> **Objetivo**
Reproduza do texto de origem o trecho que se inicia com as palavras que contêm "Feliz Ano Novo, para" e termina em "estranhamente, permanecem iguais.".

31 de dezembro de 2005

Feliz Ano Novo, para sempre

Este ano já chega a seu fim. 2005 transcorreu em meio a escândalos, a catástrofes da natureza e da ignorância, ao inesperado e ao não-pensado. Sofremos com nossa própria impotência, com nossa incapacidade de compreender nossa grandeza e nossa pequenez. Fomos surpreendidos pelas ondas gigantes, pelos furacões, pelos terremotos; pelas mentiras, pelas torrentes de dinheiro, pelos contínuos maus-tratos nas filas, nos bancos, nas ruas. O Brasil viveu um momento de desilusão que, com certeza, nos maracrá para sempre. As guerras mundo afora e morros adentro foram constantes e, como grande parte do que o ser humano faz, inexplicáveis. As coisas mudaram e, estranhamente, permanecem iguais.

> **Itens**
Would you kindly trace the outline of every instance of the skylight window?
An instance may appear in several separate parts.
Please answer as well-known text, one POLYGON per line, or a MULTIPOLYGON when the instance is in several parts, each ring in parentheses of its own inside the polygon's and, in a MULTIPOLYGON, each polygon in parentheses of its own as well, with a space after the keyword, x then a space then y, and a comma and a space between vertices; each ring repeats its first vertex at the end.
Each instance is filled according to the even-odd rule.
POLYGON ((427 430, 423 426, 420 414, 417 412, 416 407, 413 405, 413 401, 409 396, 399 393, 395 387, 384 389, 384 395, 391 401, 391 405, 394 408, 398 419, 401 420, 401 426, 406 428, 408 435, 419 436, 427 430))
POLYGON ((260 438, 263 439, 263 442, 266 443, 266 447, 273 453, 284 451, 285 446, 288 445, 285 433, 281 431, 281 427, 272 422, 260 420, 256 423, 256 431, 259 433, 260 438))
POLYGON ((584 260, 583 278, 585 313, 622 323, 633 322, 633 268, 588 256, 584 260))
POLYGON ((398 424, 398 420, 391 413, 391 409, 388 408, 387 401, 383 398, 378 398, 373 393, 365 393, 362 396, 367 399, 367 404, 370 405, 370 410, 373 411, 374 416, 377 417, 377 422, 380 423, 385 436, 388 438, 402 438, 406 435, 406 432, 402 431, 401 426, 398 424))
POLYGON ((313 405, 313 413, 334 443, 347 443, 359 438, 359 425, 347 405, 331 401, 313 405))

> **Resposta final**
Feliz Ano Novo, para sempre

Este ano já chega a seu fim. 2005 transcorreu em meio a escândalos, a catástrofes da natureza e da ignorância, ao inesperado e ao não-pensado. Sofremos com nossa própria impotência, com nossa incapacidade de compreender nossa grandeza e nossa pequenez. Fomos surpreendidos pelas ondas gigantes, pelos furacões, pelos terremotos; pelas mentiras, pelas torrentes de dinheiro, pelos contínuos maus-tratos nas filas, nos bancos, nas ruas. O Brasil viveu um momento de desilusão que, com certeza, nos maracrá para sempre. As guerras mundo afora e morros adentro foram constantes e, como grande parte do que o ser humano faz, inexplicáveis. As coisas mudaram e, estranhamente, permanecem iguais.